- **Job**
Copy out every line of the data below that contains the word "white", matching its case exactly.
══ Supplied data ══
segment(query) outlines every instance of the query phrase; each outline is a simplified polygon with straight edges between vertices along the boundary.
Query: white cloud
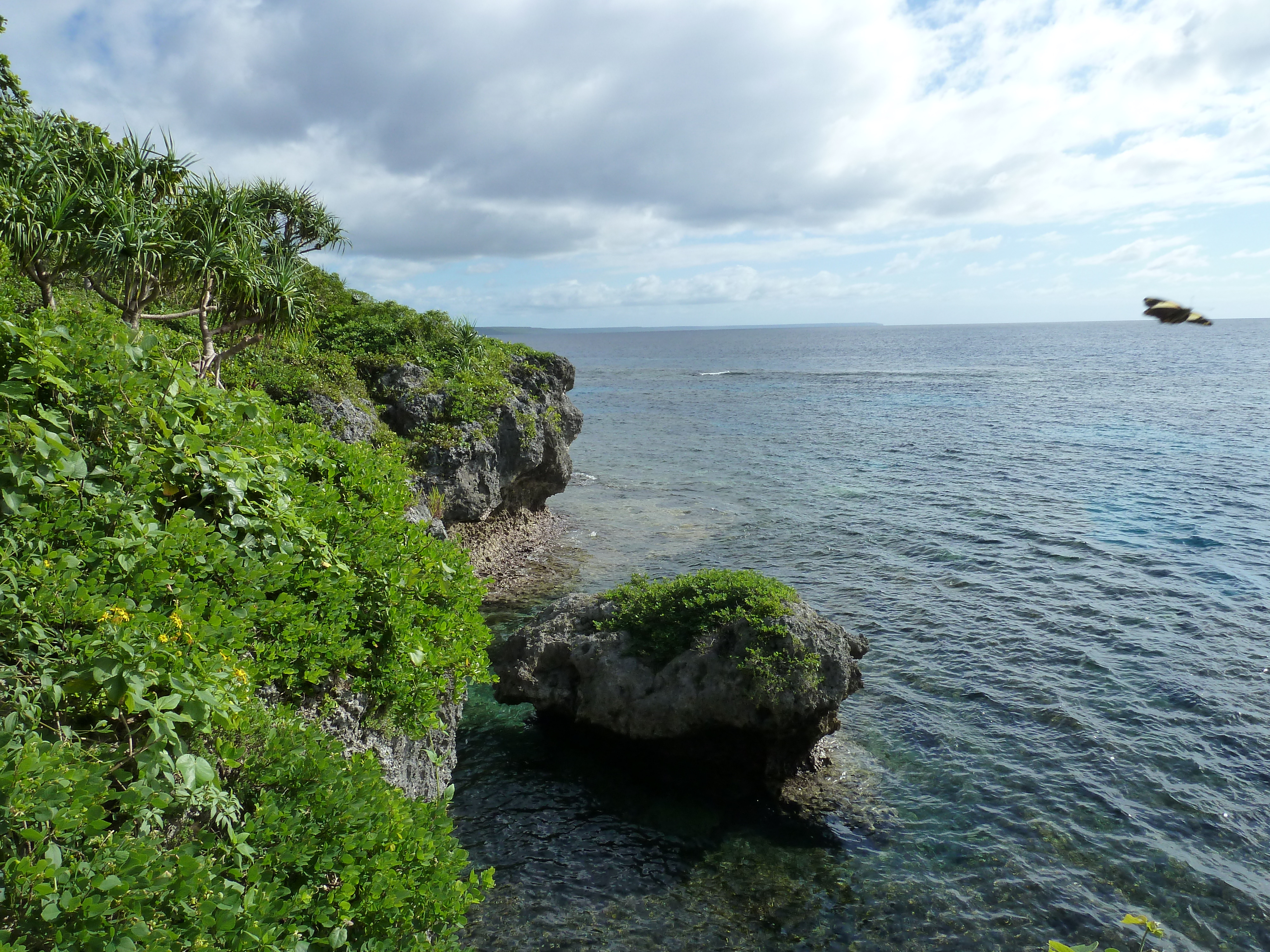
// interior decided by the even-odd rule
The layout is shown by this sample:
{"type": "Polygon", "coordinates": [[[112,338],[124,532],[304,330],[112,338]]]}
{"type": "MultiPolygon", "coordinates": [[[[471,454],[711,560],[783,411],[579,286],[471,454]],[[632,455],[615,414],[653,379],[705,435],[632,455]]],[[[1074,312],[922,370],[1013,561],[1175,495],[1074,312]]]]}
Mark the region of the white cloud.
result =
{"type": "Polygon", "coordinates": [[[1190,274],[1196,268],[1208,268],[1208,258],[1200,254],[1199,245],[1185,245],[1162,254],[1142,270],[1133,272],[1130,278],[1165,278],[1190,274]]]}
{"type": "Polygon", "coordinates": [[[819,272],[810,277],[761,274],[753,268],[734,267],[663,281],[655,274],[636,278],[624,287],[603,282],[584,284],[565,281],[533,288],[521,303],[530,307],[578,308],[630,305],[712,305],[744,301],[834,300],[890,291],[880,283],[848,283],[837,274],[819,272]]]}
{"type": "Polygon", "coordinates": [[[42,0],[4,43],[38,104],[311,182],[380,258],[1270,199],[1264,0],[42,0]]]}
{"type": "Polygon", "coordinates": [[[1128,245],[1120,245],[1111,251],[1090,258],[1078,258],[1077,264],[1134,264],[1146,261],[1152,255],[1160,254],[1166,248],[1173,248],[1186,241],[1185,237],[1168,239],[1138,239],[1128,245]]]}

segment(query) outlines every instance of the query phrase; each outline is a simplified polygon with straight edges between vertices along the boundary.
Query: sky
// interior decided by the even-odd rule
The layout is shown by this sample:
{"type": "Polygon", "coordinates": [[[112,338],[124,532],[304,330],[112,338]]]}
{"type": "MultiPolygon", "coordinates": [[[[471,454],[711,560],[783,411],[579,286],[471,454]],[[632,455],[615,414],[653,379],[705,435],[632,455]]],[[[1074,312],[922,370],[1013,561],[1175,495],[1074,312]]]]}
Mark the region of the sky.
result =
{"type": "Polygon", "coordinates": [[[1270,316],[1266,0],[25,0],[34,104],[484,326],[1270,316]]]}

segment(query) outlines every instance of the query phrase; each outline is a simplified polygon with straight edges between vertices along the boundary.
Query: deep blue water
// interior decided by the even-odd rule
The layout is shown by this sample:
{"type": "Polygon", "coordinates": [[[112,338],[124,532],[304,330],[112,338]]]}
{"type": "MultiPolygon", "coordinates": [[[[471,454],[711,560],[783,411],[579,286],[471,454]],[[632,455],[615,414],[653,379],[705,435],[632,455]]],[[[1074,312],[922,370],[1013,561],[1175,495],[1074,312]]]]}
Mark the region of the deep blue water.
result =
{"type": "Polygon", "coordinates": [[[1270,321],[516,339],[578,368],[572,588],[753,567],[872,650],[824,824],[478,691],[474,947],[1270,949],[1270,321]]]}

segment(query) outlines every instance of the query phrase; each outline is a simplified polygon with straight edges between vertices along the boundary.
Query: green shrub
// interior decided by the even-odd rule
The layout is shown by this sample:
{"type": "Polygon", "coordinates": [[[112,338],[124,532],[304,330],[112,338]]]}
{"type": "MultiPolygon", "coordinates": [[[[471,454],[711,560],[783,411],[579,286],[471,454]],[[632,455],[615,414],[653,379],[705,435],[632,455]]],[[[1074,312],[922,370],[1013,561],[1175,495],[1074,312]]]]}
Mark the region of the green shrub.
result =
{"type": "Polygon", "coordinates": [[[405,466],[20,310],[0,275],[0,949],[453,948],[489,877],[444,803],[253,699],[342,679],[418,736],[488,677],[405,466]]]}
{"type": "Polygon", "coordinates": [[[427,392],[444,392],[442,415],[422,433],[410,434],[405,457],[424,465],[432,447],[462,442],[464,424],[478,424],[484,437],[498,425],[498,411],[517,387],[509,371],[513,358],[542,357],[525,344],[481,334],[444,311],[419,312],[395,301],[373,301],[348,289],[339,275],[310,269],[319,320],[300,341],[265,341],[236,358],[222,377],[231,387],[260,387],[276,401],[309,419],[310,393],[372,396],[390,367],[414,363],[432,377],[427,392]]]}
{"type": "Polygon", "coordinates": [[[612,600],[617,611],[597,627],[630,632],[635,652],[658,665],[739,618],[758,632],[780,635],[775,618],[786,614],[786,602],[798,600],[789,585],[748,569],[702,569],[658,580],[636,574],[602,597],[612,600]]]}

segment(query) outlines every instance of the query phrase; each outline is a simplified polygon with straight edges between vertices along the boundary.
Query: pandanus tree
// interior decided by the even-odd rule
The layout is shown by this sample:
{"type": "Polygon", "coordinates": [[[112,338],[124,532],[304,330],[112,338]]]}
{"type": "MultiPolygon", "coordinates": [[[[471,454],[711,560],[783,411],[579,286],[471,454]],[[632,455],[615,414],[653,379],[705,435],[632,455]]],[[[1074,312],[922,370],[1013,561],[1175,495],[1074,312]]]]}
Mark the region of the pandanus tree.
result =
{"type": "Polygon", "coordinates": [[[0,143],[0,240],[52,310],[53,286],[74,267],[89,231],[93,182],[114,146],[102,129],[65,113],[9,109],[6,119],[0,143]]]}
{"type": "Polygon", "coordinates": [[[116,143],[65,113],[32,112],[0,56],[0,241],[46,307],[75,273],[133,329],[197,319],[194,366],[218,383],[235,354],[309,329],[302,255],[345,241],[311,189],[234,185],[189,165],[166,137],[116,143]]]}
{"type": "Polygon", "coordinates": [[[118,307],[131,327],[142,320],[194,314],[193,308],[146,312],[151,303],[182,289],[183,242],[175,225],[189,161],[166,138],[160,150],[149,137],[128,136],[99,162],[99,174],[88,188],[85,237],[76,265],[85,287],[118,307]]]}

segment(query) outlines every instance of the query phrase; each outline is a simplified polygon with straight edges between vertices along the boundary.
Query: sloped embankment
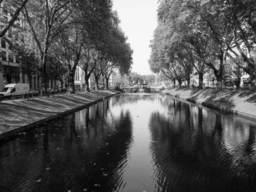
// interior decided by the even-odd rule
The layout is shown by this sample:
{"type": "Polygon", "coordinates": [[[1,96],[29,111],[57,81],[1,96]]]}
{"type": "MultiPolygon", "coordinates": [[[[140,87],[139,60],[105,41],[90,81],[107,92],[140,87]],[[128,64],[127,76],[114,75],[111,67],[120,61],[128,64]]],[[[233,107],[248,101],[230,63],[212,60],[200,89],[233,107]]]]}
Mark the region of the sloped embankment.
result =
{"type": "Polygon", "coordinates": [[[0,139],[119,93],[113,90],[5,101],[0,104],[0,139]]]}
{"type": "Polygon", "coordinates": [[[256,93],[249,91],[171,88],[163,93],[256,119],[256,93]]]}

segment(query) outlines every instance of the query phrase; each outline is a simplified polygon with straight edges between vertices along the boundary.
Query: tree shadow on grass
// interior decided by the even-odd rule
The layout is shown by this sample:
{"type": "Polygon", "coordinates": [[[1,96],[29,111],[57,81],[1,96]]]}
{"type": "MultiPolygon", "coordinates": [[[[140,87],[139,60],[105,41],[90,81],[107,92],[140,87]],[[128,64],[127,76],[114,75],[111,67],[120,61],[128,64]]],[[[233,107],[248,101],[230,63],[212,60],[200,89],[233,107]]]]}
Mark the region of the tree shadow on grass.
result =
{"type": "Polygon", "coordinates": [[[239,97],[248,97],[244,101],[250,103],[256,104],[256,93],[249,91],[241,91],[238,92],[238,96],[239,97]]]}
{"type": "Polygon", "coordinates": [[[231,99],[233,94],[231,91],[225,90],[194,89],[192,90],[189,99],[196,100],[204,99],[205,103],[231,109],[236,107],[234,99],[231,99]]]}

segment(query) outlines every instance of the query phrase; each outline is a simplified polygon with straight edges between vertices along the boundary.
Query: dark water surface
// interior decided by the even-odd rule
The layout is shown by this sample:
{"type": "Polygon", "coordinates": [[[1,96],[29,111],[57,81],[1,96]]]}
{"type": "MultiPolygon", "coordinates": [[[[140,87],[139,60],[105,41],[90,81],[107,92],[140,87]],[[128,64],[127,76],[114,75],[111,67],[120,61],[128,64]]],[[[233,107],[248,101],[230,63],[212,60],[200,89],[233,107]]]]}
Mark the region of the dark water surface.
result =
{"type": "Polygon", "coordinates": [[[0,191],[255,191],[256,123],[116,96],[0,144],[0,191]]]}

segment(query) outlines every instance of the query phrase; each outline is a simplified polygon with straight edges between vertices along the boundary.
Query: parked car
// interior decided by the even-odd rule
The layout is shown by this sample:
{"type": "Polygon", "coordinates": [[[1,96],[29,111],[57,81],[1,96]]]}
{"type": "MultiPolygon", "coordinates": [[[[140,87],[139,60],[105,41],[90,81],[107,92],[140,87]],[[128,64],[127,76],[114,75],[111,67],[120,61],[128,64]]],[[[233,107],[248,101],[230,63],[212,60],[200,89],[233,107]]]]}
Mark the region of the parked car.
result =
{"type": "Polygon", "coordinates": [[[250,84],[244,84],[241,87],[242,90],[250,90],[250,84]]]}
{"type": "Polygon", "coordinates": [[[58,91],[55,89],[47,89],[47,92],[49,94],[58,93],[58,91]]]}
{"type": "Polygon", "coordinates": [[[148,88],[148,84],[141,84],[142,88],[148,88]]]}
{"type": "MultiPolygon", "coordinates": [[[[93,89],[95,89],[96,86],[96,85],[93,85],[93,89]]],[[[98,89],[101,89],[102,86],[101,86],[101,85],[98,85],[97,87],[98,87],[98,89]]]]}
{"type": "Polygon", "coordinates": [[[52,94],[58,93],[58,90],[57,90],[57,89],[52,89],[52,94]]]}
{"type": "Polygon", "coordinates": [[[39,93],[41,93],[41,89],[38,89],[35,90],[38,91],[39,93]]]}

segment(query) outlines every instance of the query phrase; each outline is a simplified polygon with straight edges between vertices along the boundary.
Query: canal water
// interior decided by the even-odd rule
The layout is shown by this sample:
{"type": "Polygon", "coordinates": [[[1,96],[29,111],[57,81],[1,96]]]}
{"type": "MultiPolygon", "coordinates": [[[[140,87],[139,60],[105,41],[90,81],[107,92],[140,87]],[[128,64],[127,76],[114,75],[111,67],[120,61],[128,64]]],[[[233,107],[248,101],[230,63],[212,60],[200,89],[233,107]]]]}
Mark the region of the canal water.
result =
{"type": "Polygon", "coordinates": [[[2,142],[0,191],[255,191],[256,130],[168,96],[117,95],[2,142]]]}

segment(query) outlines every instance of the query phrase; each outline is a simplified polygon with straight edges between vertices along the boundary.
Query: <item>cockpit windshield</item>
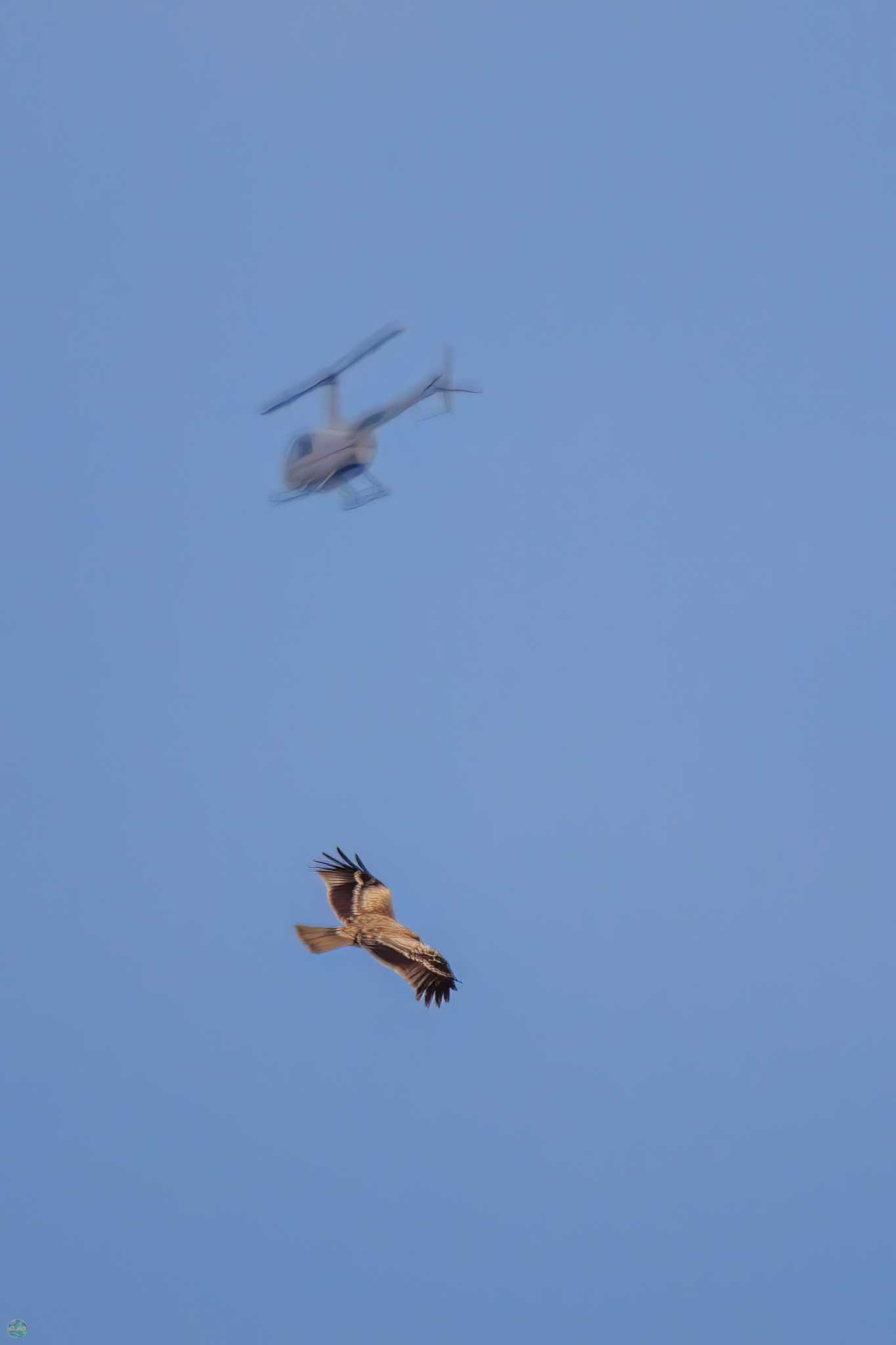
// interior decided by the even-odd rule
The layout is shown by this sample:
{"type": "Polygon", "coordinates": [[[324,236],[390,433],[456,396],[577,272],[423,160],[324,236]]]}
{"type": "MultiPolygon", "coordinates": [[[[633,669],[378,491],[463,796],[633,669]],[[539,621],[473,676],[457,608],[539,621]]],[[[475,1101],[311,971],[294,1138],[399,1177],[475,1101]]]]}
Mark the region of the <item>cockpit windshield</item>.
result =
{"type": "Polygon", "coordinates": [[[314,447],[313,434],[300,434],[298,438],[293,440],[290,453],[293,455],[293,457],[306,457],[306,455],[310,453],[313,447],[314,447]]]}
═══
- **Result of the task**
Query: white cloud
Mark the region of the white cloud.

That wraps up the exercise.